*Request*:
Switch "knit beanie" to "wool hat" in the rows from the line containing "Look at the photo above. For each instance of the knit" through the end of the rows, and write out only those lines with everything else unchanged.

Excerpt from a dataset
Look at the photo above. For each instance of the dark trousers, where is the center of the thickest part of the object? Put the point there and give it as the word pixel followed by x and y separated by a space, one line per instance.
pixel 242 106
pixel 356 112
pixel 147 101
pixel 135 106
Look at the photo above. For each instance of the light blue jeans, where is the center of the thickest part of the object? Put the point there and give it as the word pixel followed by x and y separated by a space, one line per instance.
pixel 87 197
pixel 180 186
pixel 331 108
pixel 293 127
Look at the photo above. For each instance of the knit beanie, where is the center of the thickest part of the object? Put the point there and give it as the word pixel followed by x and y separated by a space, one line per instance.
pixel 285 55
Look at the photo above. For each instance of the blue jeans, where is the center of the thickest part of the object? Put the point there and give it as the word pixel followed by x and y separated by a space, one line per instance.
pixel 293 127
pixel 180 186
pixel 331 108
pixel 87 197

*Written answer*:
Look at the photo above. For each instance of the wool hat, where is the center of the thickest part of the object? Put the point there and give it as the word pixel followed by x and y separated by a space, one line per instance.
pixel 285 55
Look at the photo above. For each instance of the blue jeans, where is the center of the thickest part of the object? Put the point there and give it as the word pixel followed by x and y separated by a space, one line per instance.
pixel 293 127
pixel 180 186
pixel 331 108
pixel 87 197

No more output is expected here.